# [THE PROBLEM]
Reproduce all of the material below word for word, without changing any line.

____________

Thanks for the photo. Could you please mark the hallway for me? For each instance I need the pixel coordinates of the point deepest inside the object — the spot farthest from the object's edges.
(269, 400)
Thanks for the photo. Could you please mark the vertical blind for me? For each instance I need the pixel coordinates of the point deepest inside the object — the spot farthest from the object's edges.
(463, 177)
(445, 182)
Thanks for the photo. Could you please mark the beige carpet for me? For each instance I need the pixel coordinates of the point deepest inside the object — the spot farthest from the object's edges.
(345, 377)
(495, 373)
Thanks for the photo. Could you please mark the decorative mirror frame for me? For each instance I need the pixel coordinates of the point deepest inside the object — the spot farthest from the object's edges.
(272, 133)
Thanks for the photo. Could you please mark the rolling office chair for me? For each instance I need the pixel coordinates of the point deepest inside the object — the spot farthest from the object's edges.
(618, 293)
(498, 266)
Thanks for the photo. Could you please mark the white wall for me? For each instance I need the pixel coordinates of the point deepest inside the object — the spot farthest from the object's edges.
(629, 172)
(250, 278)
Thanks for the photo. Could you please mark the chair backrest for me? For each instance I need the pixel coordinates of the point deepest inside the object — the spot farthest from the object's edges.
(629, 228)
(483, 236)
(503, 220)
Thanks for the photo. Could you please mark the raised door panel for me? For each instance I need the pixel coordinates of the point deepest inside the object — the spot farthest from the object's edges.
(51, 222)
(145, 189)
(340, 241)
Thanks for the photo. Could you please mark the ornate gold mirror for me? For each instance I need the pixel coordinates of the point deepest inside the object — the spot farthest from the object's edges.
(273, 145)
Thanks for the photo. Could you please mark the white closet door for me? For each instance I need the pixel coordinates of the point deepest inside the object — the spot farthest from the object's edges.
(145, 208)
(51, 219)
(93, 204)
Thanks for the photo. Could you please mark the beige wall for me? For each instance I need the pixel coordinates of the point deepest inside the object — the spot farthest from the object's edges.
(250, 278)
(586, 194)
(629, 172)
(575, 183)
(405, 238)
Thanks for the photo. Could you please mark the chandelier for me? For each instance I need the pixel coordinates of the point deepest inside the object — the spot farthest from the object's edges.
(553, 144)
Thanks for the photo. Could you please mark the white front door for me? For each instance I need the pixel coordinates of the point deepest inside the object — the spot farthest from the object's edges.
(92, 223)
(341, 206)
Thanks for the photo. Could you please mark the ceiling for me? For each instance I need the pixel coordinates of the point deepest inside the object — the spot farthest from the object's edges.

____________

# [IN RESPONSE]
Thanks for the photo. Could you please mark the hallway for me? For each instance I need the pixel coordinates of the point deepest inside the object — the spot farthest from the object's edges.
(269, 400)
Thanks for the photo. Could you please mark the vertical blind for me? For each instance I need the pixel coordinates of the point deepest inside the object — the spot farthest from the object's edges.
(463, 177)
(445, 182)
Thanks for the photo. Could you please mark the beige carpet for me? For each instance I need the pixel coordinates of the point deepest inside the object — the spot farthest from the object's edges.
(345, 377)
(495, 373)
Thanks for the photo. Could you please mark the decorative mirror frame for me? For each instance I need the pixel coordinates of the point deepest inside the object — the spot farthest from the object's edges.
(272, 133)
Thanks for the photo. Could you please mark the rolling office chair for me? For each instance I need the pixel coordinates of the point deepest inside the object — the spot farthest from the object's edges.
(618, 293)
(498, 266)
Thanks for the photo. Could you please mark the white wall for me? For each instance I need the pixel coordinates of the point deepest inside the object — the spot farthest from the object's edges.
(629, 172)
(250, 278)
Thanks for the photo. Could you please mark the chair backrest for me? For each instance I need the pixel coordinates of the point deepest inside the object — the spot farthest from the object's edges.
(629, 228)
(483, 236)
(503, 220)
Thanks for the photo. Could you please mark the raised door panel for me? For each instance I need the pixel coordinates of the point deepest inside the object — the spot farthest from the object's edges.
(51, 222)
(145, 189)
(340, 241)
Thanks for the photo. Could you please mark the ornate gold mirror for me? For each instance I need the pixel coordinates of the point deepest inside the object — the spot farthest from the object's edges.
(273, 145)
Thanks for the photo. Could you please mark the white closet door for me? For each instance I need the pixel coordinates of the point deepest inside the object — the spot farthest from the object's edges.
(145, 208)
(51, 219)
(93, 204)
Thanks for the photo. Could you please mark the beige wall for me? For each instance I need the pixel coordinates of the point deepest inside the object — the spot farthest from the object's edges.
(250, 278)
(586, 194)
(629, 172)
(575, 183)
(405, 238)
Thanks for the photo. Could you please mark the chandelier for me? For each instance I need the pixel coordinates of the point deepest inside the object — the spot farthest from the object's edges.
(553, 144)
Thanks for the photo. Could you please mark the white front door for me? For each instance I need the pixel coordinates of the point deepest inside the object — the spot farthest from the object's edges.
(92, 223)
(341, 206)
Thanks for the photo. Could you please mark the ceiling for me? For each instance I need the pixel coordinates of the point deepest inside the object — the spot farthest from the object's edges.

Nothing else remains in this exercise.